MATERIAL PROVIDED:
################

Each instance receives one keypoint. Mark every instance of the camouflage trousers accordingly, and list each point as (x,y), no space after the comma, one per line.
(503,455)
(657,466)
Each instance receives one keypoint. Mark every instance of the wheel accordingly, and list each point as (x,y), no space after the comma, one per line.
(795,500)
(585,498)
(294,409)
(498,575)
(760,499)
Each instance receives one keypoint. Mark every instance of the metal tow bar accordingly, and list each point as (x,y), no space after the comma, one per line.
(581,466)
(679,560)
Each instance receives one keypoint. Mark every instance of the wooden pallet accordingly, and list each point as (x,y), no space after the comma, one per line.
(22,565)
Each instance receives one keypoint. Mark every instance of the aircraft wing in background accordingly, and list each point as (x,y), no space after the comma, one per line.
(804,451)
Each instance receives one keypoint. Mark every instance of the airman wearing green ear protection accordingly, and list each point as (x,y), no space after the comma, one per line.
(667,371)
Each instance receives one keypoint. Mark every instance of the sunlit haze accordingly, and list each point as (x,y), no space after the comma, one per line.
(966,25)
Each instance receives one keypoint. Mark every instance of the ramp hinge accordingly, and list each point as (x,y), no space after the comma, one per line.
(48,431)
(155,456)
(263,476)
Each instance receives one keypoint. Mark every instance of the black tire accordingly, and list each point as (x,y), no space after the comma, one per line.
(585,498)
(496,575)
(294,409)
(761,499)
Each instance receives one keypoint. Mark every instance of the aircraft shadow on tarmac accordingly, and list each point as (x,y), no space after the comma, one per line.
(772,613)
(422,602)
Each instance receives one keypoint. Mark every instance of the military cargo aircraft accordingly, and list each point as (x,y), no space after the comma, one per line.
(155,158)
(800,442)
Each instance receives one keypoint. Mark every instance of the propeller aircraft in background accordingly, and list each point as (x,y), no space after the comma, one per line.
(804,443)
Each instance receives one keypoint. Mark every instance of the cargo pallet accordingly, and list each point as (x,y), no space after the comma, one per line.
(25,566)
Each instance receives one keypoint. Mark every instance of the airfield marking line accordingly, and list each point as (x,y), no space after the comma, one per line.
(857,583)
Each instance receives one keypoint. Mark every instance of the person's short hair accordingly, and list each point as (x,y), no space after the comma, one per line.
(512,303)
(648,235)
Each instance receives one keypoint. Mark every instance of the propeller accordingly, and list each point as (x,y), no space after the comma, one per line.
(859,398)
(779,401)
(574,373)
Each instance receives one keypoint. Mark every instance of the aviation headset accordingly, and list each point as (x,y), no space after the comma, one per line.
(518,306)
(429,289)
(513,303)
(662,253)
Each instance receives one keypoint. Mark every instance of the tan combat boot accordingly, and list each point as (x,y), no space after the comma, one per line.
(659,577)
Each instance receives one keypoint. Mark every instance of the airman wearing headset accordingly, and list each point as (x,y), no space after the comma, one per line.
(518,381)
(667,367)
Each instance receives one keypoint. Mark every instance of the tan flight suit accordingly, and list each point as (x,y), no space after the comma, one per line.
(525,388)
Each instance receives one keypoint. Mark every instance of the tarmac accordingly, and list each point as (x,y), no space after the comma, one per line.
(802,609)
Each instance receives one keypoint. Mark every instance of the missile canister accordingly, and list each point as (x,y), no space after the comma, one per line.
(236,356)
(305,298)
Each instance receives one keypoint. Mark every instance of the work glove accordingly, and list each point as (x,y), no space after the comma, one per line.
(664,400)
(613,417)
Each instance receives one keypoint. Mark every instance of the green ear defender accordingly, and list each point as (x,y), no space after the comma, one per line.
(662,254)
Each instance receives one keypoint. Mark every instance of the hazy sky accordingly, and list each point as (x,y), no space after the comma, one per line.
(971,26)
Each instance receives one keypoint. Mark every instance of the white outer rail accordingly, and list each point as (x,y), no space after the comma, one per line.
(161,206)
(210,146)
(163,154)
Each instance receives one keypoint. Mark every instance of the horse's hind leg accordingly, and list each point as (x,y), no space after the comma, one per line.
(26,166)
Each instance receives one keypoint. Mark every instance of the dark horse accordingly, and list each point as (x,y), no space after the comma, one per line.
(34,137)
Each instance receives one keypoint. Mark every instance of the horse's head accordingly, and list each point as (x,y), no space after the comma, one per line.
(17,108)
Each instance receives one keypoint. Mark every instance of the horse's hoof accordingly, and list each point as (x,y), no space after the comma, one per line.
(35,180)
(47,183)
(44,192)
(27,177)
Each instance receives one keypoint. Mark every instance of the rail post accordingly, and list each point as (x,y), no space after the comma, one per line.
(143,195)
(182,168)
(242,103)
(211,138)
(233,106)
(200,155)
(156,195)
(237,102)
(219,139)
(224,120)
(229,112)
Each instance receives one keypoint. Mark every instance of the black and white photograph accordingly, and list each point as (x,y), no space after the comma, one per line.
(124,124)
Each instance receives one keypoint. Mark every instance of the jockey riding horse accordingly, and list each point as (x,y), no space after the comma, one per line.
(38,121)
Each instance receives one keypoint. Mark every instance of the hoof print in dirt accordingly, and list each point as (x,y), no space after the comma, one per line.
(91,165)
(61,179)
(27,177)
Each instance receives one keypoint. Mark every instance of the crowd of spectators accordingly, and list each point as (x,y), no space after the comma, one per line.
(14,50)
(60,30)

################

TASK PROMPT: Produce an exact copy of the entries above.

EXERCISE OUTPUT:
Each instance receives one keypoint. Mark every instance of the camouflage trousers accordingly, and list each point as (x,y), no space after the comma, one per line.
(503,455)
(657,466)
Each instance receives one keypoint. Mark every instance of the wheel accordingly, and list each point as (x,y), no space after the comma, one per line.
(795,500)
(585,498)
(294,409)
(498,575)
(760,499)
Each instance receives one keypoint. Mark every instance of the metal tow bar accordingly, and list each point as (x,y), no space after the comma, one per line.
(581,466)
(679,560)
Each instance receives one keypoint. Mark every instance of the wooden pallet accordingly, and list each point as (x,y), no space after the comma, one per line.
(22,565)
Each instance receives one keypoint. Mark every instance of the aircraft wing in background accordingly, and list each point as (x,y), no space after the comma, one per line.
(804,451)
Each instance receives one keypoint. Mark every instance of the airman wearing green ear protection accordingly, and list each point as (x,y), no space after the comma, one per line.
(667,371)
Each instance receives one keypoint. Mark every instance of the sunlit haze accordingly, and list each point as (x,y), no space after the comma, one per line.
(966,25)
Each instance receives one keypoint. Mark every instance of the ramp hinge accordingly, and list each point as (x,y), no space after the comma, one per line.
(48,431)
(155,456)
(263,476)
Each instance receives one keypoint. Mark every instance of the black tire accordingly, and list each point as (x,y), no space after the comma, one per line.
(585,498)
(496,575)
(294,409)
(761,499)
Each instance receives one keypoint. Mark every instance of the aircraft shadow on tarmac accordingly, and list each point as (x,y), no space after the comma, one per line.
(772,613)
(422,602)
Each instance receives one keypoint. Mark every instance of the military cargo aircraft accordingly, and list each point as (x,y), no space after the comma, one per line.
(155,158)
(800,442)
Each instance receives one keypoint. Mark every instance of the propeller aircraft in background accordingly, and list each point as (x,y), no space after the comma, one per line.
(804,443)
Each instance receives one keypoint. Mark every instance of the cargo pallet accordingly, and list each point as (x,y), no space after the comma, one per line.
(25,566)
Each instance receives one keypoint. Mark every instance of the airfield marking line accordingly, and list each point as (x,y), no space after the comma, one per line.
(857,583)
Each instance receives one keypoint. Mark every instance of the person's short hair accordingly, and list each point as (x,y), no space after the comma, one per line.
(512,303)
(648,235)
Each instance receives one keypoint. Mark every instance of the propeller accordingly, and list each point as (x,y), no space after the comma, one per line.
(859,398)
(779,401)
(574,373)
Each instance receives one keypoint. Mark every instance of the aviation headset accordingly, and list each point as (x,y), no space after the comma, one per line.
(518,306)
(429,289)
(513,303)
(662,253)
Each instance receives one keypoint. Mark every instance of the tan combat boot accordingly, and list each point as (x,y), no space after the comma, one per line.
(659,577)
Each instance receives one keypoint. Mark every instance of the airman wearing headset accordingly, and list each point as (x,y), no space after the comma, one per line.
(518,381)
(667,367)
Each instance receives one keypoint. Mark every instance of the tan flight suit accordingly, and list each point as (x,y), no space after the comma, one per line.
(525,388)
Each instance receives one keypoint. Mark every instance of the tarmac accordingly, and list each point as (x,y), no space after the comma, one per line.
(802,609)
Each instance receives one keypoint. Mark every instance of the missile canister accordingly, and list each point as (x,y), no space after the comma, one per line.
(236,356)
(305,298)
Each instance receives one keypoint. Mark every instance of the work glove accordingly, and list each point as (x,y), no space after the comma, one per line.
(664,400)
(613,417)
Each instance receives one keypoint. Mark every instance of the green ear defender accordingly, and list each point as (x,y), no space after the comma, one per line.
(662,254)
Each instance receives one keypoint. Mark every instance of the hazy sky accordingly, and list each point as (x,y), no space after the comma, one per line.
(971,26)
Each instance receives one keypoint. Mark every instance of the white outer rail accordingly, and list each point as (x,y), no space after the comma, one per line.
(161,206)
(210,146)
(163,154)
Each instance receives one keypoint. Mark every instance of the horse's hind leg accordingly, and list each point as (x,y), no space after the comma, one per line.
(26,166)
Each instance receives one keypoint. Mark every instance of the dark horse accordingly, and list each point as (x,y), no space after the comma, one per line.
(34,137)
Each instance receives one keypoint. Mark every instance of the horse's head accordingly, and list each point as (x,y), no space after the comma, one per line.
(17,108)
Each instance receives one keypoint. Mark every instance of the horse's hoof accordingly, and list each point as (x,y), no space after the comma, one per line.
(35,180)
(47,183)
(44,192)
(27,177)
Each instance receives one keypoint. Mark every instance of the rail post accordingly, and list each point as (x,y), no space after the comma, one per line.
(143,195)
(182,168)
(242,103)
(211,138)
(233,106)
(200,155)
(156,195)
(237,102)
(219,139)
(224,120)
(229,112)
Each instance receives one keypoint. Mark every instance of the black and white photograph accordingly, and list each point as (x,y), no space after the comma, one per line.
(124,124)
Each instance receives one keypoint. Mark every instance of the jockey riding horse accordingly, and list each point as (x,y), no space after the comma, one per line.
(38,121)
Each instance receives one keypoint. Mark every instance of the hoof print in dirt accordingly, and list each point as (x,y), no space after the comma, one per line.
(91,165)
(61,179)
(27,177)
Each instance receives one keypoint. Mark every instance of the crowd of spectators accordingly, and list each point as (x,y), no space after the comma, one per line.
(14,50)
(60,30)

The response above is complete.